::: Stored rows :::

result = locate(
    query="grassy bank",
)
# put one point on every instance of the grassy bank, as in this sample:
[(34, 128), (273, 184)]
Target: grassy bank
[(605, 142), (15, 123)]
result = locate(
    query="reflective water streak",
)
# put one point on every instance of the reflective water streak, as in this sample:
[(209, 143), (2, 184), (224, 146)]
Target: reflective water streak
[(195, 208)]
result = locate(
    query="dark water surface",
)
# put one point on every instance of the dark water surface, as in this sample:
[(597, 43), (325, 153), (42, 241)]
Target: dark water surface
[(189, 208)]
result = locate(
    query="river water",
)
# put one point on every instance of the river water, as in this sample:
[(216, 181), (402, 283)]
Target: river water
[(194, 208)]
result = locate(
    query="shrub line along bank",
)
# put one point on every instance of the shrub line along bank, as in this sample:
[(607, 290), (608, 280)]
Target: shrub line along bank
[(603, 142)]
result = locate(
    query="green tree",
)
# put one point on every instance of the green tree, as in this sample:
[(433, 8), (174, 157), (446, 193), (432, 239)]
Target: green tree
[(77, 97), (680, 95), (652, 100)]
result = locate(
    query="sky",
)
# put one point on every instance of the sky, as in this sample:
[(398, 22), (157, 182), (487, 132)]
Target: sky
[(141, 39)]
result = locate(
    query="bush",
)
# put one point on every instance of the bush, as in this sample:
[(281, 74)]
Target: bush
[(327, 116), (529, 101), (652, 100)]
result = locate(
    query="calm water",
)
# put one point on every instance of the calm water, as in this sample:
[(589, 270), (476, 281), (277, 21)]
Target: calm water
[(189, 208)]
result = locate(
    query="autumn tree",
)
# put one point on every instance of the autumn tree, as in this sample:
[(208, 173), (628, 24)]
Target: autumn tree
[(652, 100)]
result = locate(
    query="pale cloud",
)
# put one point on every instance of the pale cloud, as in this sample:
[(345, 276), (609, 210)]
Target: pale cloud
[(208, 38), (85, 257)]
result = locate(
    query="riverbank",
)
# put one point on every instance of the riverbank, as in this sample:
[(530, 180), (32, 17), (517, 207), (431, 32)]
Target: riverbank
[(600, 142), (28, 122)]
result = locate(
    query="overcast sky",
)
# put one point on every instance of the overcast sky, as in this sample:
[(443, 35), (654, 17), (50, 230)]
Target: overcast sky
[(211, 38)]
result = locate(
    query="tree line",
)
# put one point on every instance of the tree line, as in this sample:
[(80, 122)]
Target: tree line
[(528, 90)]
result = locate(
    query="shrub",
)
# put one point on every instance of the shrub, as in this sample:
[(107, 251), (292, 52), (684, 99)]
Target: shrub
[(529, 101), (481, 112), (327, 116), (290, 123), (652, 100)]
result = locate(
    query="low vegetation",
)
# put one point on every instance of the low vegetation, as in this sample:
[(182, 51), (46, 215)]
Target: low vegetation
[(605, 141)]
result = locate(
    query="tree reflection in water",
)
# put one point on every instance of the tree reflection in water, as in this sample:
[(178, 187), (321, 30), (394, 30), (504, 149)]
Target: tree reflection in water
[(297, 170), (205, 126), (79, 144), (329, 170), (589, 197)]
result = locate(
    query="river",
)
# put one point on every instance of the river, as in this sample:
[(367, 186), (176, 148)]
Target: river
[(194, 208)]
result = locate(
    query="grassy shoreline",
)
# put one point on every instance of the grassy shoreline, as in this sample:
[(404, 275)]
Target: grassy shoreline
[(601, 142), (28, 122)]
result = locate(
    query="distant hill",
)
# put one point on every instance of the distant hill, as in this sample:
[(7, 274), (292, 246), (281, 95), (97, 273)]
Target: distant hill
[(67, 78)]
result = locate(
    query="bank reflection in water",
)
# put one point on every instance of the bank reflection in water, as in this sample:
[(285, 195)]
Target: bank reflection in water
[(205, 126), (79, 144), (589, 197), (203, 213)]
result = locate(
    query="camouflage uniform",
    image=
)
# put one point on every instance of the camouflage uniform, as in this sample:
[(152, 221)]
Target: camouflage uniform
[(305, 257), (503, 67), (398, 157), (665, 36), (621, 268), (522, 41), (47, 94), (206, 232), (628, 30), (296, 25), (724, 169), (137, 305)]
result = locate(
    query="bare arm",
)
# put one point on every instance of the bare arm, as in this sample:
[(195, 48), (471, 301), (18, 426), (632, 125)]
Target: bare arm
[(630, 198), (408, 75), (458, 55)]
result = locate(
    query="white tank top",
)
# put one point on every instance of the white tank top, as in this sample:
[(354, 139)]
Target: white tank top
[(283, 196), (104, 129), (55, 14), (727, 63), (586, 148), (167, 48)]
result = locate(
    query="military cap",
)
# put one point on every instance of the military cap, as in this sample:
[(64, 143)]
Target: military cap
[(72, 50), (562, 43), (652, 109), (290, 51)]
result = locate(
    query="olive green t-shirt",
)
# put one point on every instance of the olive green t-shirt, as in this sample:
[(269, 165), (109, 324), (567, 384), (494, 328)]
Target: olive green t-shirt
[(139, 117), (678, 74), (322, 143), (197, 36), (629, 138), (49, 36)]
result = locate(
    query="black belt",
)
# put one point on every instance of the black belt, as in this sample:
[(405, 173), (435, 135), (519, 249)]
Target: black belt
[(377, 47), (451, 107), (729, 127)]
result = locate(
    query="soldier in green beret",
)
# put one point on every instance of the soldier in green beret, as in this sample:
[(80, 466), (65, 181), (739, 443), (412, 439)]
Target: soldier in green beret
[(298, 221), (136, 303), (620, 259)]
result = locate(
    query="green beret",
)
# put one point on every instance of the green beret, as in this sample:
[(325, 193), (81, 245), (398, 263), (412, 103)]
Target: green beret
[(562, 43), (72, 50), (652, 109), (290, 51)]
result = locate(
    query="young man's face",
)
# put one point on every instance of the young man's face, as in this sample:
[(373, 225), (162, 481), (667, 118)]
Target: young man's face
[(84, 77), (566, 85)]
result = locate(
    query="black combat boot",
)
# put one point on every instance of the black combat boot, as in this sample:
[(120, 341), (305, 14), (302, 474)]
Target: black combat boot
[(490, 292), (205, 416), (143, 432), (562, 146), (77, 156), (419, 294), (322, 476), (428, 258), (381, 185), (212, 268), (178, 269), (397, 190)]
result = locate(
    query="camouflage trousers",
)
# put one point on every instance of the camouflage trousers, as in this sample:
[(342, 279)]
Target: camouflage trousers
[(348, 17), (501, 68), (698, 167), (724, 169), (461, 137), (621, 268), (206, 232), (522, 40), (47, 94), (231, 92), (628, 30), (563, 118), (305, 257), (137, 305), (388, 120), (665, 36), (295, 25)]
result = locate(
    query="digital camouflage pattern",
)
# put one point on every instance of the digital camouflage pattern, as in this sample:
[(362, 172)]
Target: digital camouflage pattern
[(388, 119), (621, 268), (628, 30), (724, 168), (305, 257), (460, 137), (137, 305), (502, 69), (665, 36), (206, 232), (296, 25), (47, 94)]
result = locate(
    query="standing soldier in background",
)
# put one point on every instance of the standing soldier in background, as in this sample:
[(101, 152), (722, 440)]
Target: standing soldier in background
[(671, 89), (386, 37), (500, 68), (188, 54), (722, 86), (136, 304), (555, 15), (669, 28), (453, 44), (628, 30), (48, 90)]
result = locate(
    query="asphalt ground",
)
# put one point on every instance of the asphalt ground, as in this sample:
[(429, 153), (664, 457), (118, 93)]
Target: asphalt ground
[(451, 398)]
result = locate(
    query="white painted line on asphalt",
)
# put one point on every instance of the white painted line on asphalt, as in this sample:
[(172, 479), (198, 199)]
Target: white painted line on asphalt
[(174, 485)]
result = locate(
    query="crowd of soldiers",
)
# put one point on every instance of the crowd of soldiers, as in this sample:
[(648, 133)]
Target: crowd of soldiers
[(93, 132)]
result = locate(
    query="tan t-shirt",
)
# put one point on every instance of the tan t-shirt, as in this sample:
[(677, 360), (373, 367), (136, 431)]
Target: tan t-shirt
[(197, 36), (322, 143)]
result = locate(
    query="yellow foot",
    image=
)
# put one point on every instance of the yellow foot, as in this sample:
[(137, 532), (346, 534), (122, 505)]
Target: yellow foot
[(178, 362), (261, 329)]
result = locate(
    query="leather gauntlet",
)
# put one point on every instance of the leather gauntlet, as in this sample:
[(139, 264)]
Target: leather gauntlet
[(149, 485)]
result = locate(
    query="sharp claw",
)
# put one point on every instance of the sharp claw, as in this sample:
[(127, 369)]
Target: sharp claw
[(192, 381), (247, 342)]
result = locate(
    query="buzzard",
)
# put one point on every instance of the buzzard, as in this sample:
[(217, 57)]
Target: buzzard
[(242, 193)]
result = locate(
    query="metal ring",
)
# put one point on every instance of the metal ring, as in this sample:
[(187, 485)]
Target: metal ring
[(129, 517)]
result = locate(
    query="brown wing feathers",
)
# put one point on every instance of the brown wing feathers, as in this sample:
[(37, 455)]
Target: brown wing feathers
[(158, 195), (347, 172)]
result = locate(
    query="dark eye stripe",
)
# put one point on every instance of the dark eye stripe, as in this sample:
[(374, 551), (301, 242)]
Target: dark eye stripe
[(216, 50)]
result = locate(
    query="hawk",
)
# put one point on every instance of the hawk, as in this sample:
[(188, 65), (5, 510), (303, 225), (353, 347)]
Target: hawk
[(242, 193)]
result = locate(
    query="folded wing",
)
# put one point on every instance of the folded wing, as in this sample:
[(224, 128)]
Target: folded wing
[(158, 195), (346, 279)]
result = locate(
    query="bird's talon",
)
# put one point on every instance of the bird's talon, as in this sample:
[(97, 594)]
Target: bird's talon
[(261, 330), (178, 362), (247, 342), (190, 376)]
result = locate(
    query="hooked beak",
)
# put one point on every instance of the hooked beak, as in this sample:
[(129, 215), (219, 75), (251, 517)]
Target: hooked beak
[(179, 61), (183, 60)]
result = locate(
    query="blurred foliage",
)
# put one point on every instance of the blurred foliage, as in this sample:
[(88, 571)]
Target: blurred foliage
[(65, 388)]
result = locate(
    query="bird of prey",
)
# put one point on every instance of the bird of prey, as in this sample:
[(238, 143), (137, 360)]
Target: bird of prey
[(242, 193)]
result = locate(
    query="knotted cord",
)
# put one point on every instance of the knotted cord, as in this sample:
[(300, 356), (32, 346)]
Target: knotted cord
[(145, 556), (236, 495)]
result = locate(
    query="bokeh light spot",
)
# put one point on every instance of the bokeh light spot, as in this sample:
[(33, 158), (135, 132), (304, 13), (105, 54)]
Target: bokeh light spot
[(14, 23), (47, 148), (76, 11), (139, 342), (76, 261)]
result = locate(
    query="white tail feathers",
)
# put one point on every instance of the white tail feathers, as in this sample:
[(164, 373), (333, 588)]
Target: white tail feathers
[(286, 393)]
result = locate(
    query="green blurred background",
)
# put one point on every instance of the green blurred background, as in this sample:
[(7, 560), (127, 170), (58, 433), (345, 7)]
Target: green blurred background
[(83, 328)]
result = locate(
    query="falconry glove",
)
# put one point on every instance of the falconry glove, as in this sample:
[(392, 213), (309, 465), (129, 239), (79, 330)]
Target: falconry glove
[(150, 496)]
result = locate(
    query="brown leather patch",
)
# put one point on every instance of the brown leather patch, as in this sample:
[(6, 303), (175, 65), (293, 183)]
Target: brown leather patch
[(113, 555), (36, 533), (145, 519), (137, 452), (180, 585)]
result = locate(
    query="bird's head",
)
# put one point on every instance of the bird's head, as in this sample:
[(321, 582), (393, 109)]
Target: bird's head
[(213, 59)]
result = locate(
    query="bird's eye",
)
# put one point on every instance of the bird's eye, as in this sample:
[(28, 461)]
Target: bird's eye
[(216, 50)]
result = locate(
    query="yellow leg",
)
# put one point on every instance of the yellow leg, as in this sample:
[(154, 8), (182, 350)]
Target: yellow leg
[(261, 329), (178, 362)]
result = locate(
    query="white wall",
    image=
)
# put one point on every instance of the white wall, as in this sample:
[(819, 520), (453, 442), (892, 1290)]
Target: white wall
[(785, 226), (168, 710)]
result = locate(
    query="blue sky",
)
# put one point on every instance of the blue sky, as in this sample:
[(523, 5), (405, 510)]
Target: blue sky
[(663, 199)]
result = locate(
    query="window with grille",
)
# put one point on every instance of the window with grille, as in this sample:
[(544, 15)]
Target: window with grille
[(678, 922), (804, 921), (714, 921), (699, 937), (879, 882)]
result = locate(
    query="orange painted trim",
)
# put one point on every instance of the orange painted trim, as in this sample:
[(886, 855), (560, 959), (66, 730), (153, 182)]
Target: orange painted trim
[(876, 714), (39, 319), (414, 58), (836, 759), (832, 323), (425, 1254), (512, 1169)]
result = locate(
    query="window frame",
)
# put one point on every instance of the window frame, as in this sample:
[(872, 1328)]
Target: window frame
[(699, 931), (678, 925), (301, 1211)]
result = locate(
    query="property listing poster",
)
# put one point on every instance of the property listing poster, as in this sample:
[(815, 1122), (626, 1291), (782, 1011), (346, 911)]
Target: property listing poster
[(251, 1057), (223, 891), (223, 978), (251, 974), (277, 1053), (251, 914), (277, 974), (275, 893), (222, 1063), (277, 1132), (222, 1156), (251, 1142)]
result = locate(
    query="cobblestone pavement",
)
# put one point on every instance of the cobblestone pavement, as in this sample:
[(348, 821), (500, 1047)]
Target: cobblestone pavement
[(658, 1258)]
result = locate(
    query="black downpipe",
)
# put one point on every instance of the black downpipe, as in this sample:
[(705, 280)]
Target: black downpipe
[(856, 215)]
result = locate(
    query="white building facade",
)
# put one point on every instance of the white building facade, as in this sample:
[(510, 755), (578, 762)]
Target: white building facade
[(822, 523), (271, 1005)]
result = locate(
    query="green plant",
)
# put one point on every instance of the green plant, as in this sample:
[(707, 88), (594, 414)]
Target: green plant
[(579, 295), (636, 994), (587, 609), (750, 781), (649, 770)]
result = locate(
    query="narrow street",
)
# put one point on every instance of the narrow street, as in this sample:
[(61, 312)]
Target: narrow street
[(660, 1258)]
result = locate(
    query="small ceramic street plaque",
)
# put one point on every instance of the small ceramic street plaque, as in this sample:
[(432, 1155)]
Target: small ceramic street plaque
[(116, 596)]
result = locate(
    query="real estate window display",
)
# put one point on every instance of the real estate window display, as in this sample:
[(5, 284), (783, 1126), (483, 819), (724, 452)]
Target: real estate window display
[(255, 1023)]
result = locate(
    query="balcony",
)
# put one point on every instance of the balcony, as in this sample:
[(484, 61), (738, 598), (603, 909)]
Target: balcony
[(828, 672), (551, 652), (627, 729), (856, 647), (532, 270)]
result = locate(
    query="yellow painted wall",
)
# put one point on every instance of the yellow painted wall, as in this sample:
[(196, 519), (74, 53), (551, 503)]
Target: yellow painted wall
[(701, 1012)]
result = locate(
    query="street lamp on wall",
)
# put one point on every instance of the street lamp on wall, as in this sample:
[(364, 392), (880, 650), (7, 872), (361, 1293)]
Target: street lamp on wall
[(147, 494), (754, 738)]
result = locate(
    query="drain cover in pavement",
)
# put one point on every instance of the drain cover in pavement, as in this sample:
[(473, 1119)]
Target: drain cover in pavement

:::

> Short problem
Copy out the data verbatim, from its first line down to and including the line that holds "[(603, 142)]".

> Full output
result = locate(
    query="grassy bank",
)
# put one point on every instance of the grassy bank, as in this sample:
[(34, 128), (273, 184)]
Target: grassy bank
[(605, 142), (15, 123)]
result = locate(
    query="reflective water streak",
)
# put one point on every instance of the reflective water streak, as in this sample:
[(209, 143), (2, 184), (224, 146)]
Target: reflective water streak
[(195, 208)]
result = locate(
    query="dark water surface",
)
# put one point on every instance of the dark water surface, as in this sample:
[(597, 43), (325, 153), (42, 241)]
Target: dark water surface
[(189, 208)]
result = locate(
    query="river water",
)
# put one point on every instance of the river water, as in this sample:
[(216, 181), (402, 283)]
Target: river water
[(194, 208)]
result = locate(
    query="shrub line along bank",
)
# put one point on every instance of the shrub line along bank, as in this sample:
[(607, 290), (608, 280)]
Target: shrub line along bank
[(603, 142)]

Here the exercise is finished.